++++ Information given

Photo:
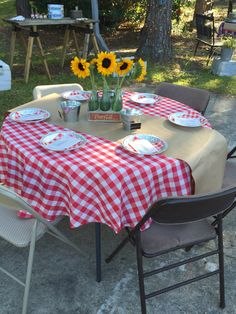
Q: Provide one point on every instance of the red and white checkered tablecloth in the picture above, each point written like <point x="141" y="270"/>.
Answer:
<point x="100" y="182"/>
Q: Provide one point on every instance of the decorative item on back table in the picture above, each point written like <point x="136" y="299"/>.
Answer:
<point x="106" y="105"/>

++++++++
++++ Information given

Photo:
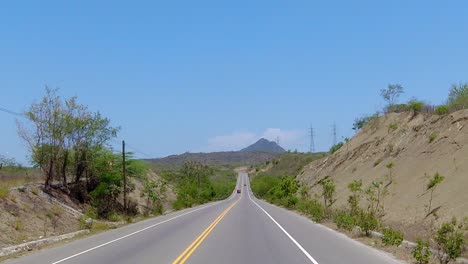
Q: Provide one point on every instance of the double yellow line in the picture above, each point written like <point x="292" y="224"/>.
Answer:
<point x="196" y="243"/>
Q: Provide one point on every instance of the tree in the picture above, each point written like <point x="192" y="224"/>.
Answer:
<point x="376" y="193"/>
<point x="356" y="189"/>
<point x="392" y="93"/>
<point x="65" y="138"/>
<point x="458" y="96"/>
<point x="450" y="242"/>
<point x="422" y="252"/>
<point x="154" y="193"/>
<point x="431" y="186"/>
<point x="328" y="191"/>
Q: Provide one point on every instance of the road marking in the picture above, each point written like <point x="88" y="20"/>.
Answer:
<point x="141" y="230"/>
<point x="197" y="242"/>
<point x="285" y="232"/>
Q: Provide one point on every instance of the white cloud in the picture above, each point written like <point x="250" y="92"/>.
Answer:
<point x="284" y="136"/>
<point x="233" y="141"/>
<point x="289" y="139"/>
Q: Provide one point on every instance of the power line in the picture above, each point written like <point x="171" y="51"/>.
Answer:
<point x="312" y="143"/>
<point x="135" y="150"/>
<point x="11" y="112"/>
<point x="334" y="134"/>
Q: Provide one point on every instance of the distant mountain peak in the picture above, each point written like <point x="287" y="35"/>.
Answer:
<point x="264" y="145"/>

++++++++

For the word "above", find every line in the data that holds it and copy that line.

→ **Task result**:
Q: Provide one point on every instance of the red and white checkered tablecloth in the picture above, each point written like <point x="141" y="270"/>.
Q: Provide one point on every instance of the decorative item on back table in the picture above, each point written like <point x="136" y="299"/>.
Q: Provide one point on every instance of the double yellow line in the picture above, each point written like <point x="292" y="224"/>.
Q: Provide one point on every instance of the tree in the picture above, each point written like <point x="192" y="224"/>.
Q: Provide one point on every instance of the road marking in the picture above, each point written like <point x="88" y="20"/>.
Q: Provide one point on every instance of the white cloud in the picture above, each point written like <point x="250" y="92"/>.
Q: Provide one point on every instance of the power line in the picture above, each point written like <point x="171" y="51"/>.
Q: Provide one point on every instance of the distant mountain peak in the picture above, each point written like <point x="287" y="35"/>.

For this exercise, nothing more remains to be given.